About this task ▸ Only the lines below starting at the one that contains "target | white car" and ending at the one that contains "target | parked car" are to be reproduced, exactly and with both ends kept.

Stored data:
☆ ☆ ☆ ☆ ☆ ☆ ☆
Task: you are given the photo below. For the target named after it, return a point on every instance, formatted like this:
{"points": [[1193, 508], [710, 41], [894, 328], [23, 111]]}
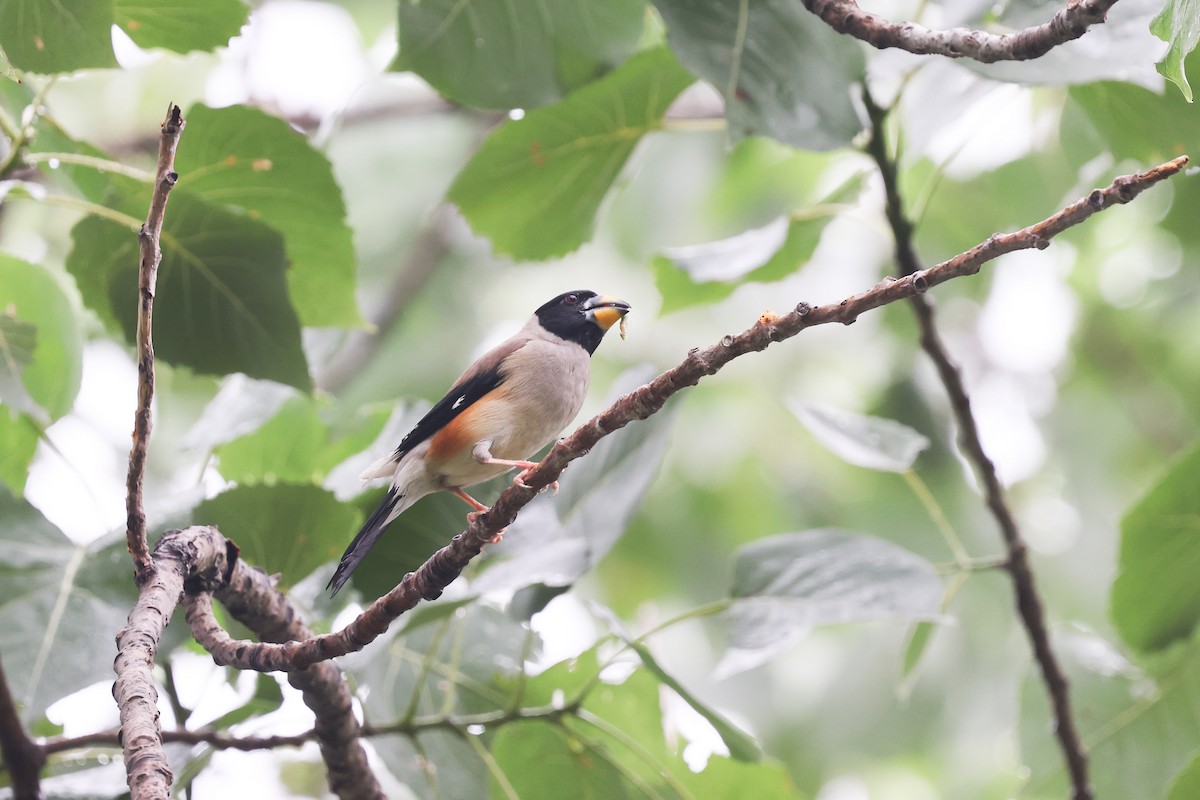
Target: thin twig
{"points": [[1029, 601], [448, 563], [199, 560], [148, 277], [22, 756], [1071, 23]]}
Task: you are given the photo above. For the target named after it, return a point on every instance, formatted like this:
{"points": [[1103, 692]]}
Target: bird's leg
{"points": [[479, 507], [483, 453]]}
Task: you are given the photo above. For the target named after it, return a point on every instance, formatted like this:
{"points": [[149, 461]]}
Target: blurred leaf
{"points": [[287, 529], [543, 761], [1141, 726], [535, 186], [1139, 124], [59, 597], [741, 745], [678, 272], [180, 25], [1187, 783], [870, 441], [6, 67], [268, 697], [257, 166], [31, 301], [60, 36], [18, 443], [786, 584], [557, 540], [765, 59], [1156, 596], [520, 54], [221, 306], [17, 342], [285, 450], [1179, 25]]}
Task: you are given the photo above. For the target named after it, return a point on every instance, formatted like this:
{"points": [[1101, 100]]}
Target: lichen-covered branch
{"points": [[199, 558], [252, 599], [1071, 23], [448, 563], [150, 254], [23, 758], [1029, 601]]}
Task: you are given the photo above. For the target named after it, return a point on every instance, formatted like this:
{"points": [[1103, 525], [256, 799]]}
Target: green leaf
{"points": [[6, 67], [1156, 596], [741, 745], [268, 697], [870, 441], [221, 305], [703, 274], [286, 529], [1137, 122], [762, 56], [1179, 25], [31, 298], [1140, 725], [180, 25], [285, 450], [256, 166], [785, 584], [58, 597], [18, 443], [545, 762], [1187, 783], [535, 186], [520, 54], [60, 36]]}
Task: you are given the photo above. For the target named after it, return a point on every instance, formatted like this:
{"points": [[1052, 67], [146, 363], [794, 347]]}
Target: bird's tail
{"points": [[393, 504]]}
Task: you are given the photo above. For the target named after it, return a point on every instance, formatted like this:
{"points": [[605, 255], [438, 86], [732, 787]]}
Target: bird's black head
{"points": [[581, 317]]}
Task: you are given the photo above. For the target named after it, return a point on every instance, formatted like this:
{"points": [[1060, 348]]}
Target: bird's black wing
{"points": [[456, 401]]}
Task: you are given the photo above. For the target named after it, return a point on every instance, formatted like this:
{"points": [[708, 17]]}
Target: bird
{"points": [[505, 407]]}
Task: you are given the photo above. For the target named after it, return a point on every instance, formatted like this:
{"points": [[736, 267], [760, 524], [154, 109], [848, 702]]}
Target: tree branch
{"points": [[148, 277], [1071, 23], [255, 601], [201, 558], [1029, 601], [448, 563], [23, 757]]}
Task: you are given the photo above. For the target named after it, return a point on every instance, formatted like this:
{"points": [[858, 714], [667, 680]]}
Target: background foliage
{"points": [[775, 589]]}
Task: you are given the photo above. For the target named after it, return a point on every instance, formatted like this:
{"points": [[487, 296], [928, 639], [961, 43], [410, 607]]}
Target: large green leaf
{"points": [[221, 305], [870, 441], [180, 25], [1139, 124], [537, 184], [1156, 596], [1179, 25], [63, 603], [287, 529], [59, 36], [297, 445], [786, 584], [37, 316], [18, 443], [257, 166], [1140, 725], [519, 54], [783, 72]]}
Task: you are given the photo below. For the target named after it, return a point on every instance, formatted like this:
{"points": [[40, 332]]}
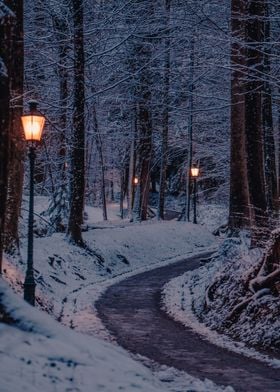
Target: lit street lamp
{"points": [[33, 124], [194, 175]]}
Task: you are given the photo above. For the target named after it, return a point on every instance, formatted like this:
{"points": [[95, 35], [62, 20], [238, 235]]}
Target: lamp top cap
{"points": [[32, 105]]}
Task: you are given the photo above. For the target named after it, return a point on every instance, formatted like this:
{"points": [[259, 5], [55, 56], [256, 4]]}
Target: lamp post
{"points": [[194, 175], [33, 124]]}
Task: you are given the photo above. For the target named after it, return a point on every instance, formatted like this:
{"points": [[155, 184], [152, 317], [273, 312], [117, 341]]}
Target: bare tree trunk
{"points": [[77, 185], [131, 188], [190, 136], [143, 160], [253, 113], [165, 120], [4, 147], [239, 212], [269, 143], [17, 146], [101, 163]]}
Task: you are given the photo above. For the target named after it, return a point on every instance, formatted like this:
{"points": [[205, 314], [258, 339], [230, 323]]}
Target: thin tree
{"points": [[77, 153], [165, 120], [15, 167]]}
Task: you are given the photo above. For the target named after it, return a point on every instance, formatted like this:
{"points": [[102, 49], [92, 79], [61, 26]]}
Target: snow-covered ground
{"points": [[184, 300], [39, 353]]}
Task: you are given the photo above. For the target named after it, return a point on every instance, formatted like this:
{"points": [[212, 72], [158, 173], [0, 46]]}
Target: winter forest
{"points": [[139, 195]]}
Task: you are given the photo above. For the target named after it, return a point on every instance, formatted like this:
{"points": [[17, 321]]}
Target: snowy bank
{"points": [[184, 298]]}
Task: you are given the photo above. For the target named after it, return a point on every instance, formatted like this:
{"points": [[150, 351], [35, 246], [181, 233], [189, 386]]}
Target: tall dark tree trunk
{"points": [[77, 154], [269, 143], [143, 156], [239, 212], [17, 146], [4, 148], [190, 136], [165, 120], [254, 34]]}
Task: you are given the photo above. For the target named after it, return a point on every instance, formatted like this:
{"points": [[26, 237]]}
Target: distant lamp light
{"points": [[194, 171], [33, 123]]}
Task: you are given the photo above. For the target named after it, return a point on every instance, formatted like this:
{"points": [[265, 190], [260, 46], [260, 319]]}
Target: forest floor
{"points": [[69, 281], [131, 310]]}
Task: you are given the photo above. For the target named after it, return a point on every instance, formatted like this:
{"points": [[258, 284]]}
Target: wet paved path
{"points": [[131, 312]]}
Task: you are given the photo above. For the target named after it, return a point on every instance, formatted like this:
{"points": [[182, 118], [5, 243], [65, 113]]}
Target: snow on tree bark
{"points": [[77, 149]]}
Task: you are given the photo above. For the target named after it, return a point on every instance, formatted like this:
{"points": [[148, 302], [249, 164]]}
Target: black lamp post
{"points": [[33, 124], [194, 175]]}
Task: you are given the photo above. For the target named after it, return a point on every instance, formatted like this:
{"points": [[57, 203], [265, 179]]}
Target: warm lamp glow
{"points": [[33, 125], [195, 171]]}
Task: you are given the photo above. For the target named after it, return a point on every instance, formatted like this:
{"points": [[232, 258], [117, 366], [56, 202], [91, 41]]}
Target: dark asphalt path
{"points": [[131, 312]]}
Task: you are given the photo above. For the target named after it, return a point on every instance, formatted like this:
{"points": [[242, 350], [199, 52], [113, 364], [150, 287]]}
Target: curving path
{"points": [[131, 312]]}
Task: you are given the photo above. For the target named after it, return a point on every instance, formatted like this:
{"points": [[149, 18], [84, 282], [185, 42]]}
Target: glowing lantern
{"points": [[195, 171], [33, 123]]}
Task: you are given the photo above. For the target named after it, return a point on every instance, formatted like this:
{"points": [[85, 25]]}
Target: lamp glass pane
{"points": [[195, 171], [33, 127]]}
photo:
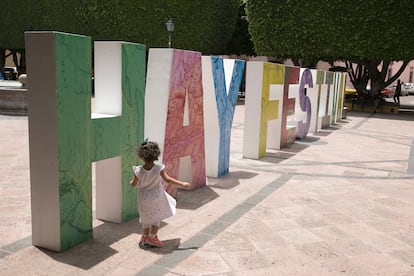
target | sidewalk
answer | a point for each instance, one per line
(339, 202)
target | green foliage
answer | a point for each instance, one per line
(240, 43)
(332, 29)
(204, 26)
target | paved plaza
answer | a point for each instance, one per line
(339, 202)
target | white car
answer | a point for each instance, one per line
(407, 88)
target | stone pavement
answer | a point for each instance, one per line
(339, 202)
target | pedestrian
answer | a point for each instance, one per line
(154, 203)
(397, 92)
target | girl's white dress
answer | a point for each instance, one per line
(154, 203)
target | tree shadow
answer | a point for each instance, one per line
(194, 199)
(230, 180)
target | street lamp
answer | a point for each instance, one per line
(170, 30)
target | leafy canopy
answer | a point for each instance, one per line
(333, 30)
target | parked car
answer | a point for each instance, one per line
(388, 92)
(407, 88)
(10, 73)
(350, 91)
☆ ☆ ☆ ☆ ☆ ☆ ☆
The answer ▸
target | white car
answer | a point for each instance, one per line
(407, 88)
target | stone pavement
answer | a point for each instance, one per line
(339, 202)
target | pedestrian
answer | a point for each instance, one per line
(154, 203)
(397, 92)
target | girl's white dress
answer | a point for each instance, one per line
(154, 203)
target | tree shadow
answer | a point for each instance, one per line
(194, 199)
(230, 180)
target | street lamp
answer | a point for each instance, one per line
(170, 30)
target | leafy canopy
answer | a point for each instance, one per line
(333, 30)
target | parked car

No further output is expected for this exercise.